**Text section:**
-- BEGIN --
Skip to content
4 min read

Linux for Backend Engineers

Why Linux Skills Matter

Over 90% of production servers run Linux. Backend and infrastructure roles expect you to navigate the filesystem, debug services, analyze logs, manage processes, and write shell scripts — all from the command line. Mastering Linux fundamentals is non-negotiable for any serious backend engineer.


File System Hierarchy

Text Only
/
├── bin/     → Essential user binaries (ls, cp, mv)
├── etc/     → Configuration files (nginx.conf, hosts, passwd)
├── var/     → Variable data (logs, spool, cache)
│   └── log/ → System and application logs
├── home/    → User home directories
├── opt/     → Optional/third-party software
├── tmp/     → Temporary files (cleared on reboot)
├── usr/     → User programs and libraries
├── proc/    → Virtual filesystem for process/kernel info
└── dev/     → Device files (disks, terminals)
Directory Purpose
/etc System-wide configuration files
/var Logs, mail, spool — data that changes at runtime
/home Per-user home directories
/opt Manually installed third-party packages
/tmp World-writable temp space, cleared on reboot

Essential Commands

File Operations

Bash
ls -lah                        # Long listing, all files, human-readable
cp -r src/ dest/               # Recursive copy
mv old.txt new.txt             # Rename or move
rm -rf /path/to/dir            # Force remove (use with caution!)
-- END --
**Directives:**
(A) Translate this sentence from the Linux page into Spanish: "Over 90% of production servers run Linux."
(B) Pull the passage of the Linux page from "File System Hierarchy" to "(cleared on reboot)" and copy it verbatim.
(C) Based on the Linux page, explain in one to three sentences why Linux fundamentals are essential for backend engineers.
The lines after this point are separate material, unrelated to the Linux page.

**Source excerpt:**
-- BEGIN --
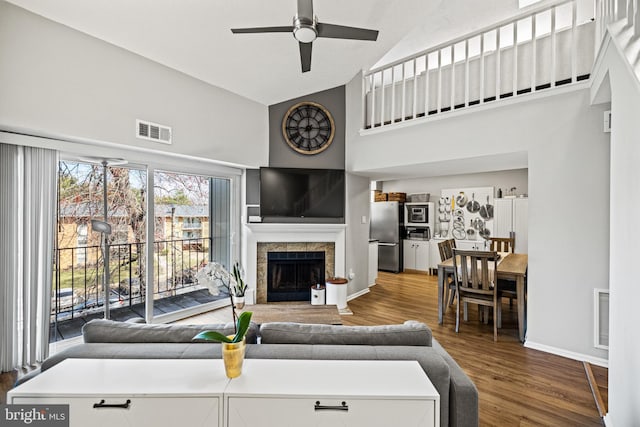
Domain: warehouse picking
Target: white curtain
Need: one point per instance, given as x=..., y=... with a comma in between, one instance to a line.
x=28, y=179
-- END --
**Exercise solutions:**
(A) Más del 90 % de los servidores de producción ejecutan Linux.

(B)
File System Hierarchy

Text Only
/
├── bin/     → Essential user binaries (ls, cp, mv)
├── etc/     → Configuration files (nginx.conf, hosts, passwd)
├── var/     → Variable data (logs, spool, cache)
│   └── log/ → System and application logs
├── home/    → User home directories
├── opt/     → Optional/third-party software
├── tmp/     → Temporary files (cleared on reboot)

(C) Over 90% of production servers run Linux. Backend and infrastructure roles expect engineers to navigate the filesystem, debug services, analyze logs, manage processes, and write shell scripts, all from the command line.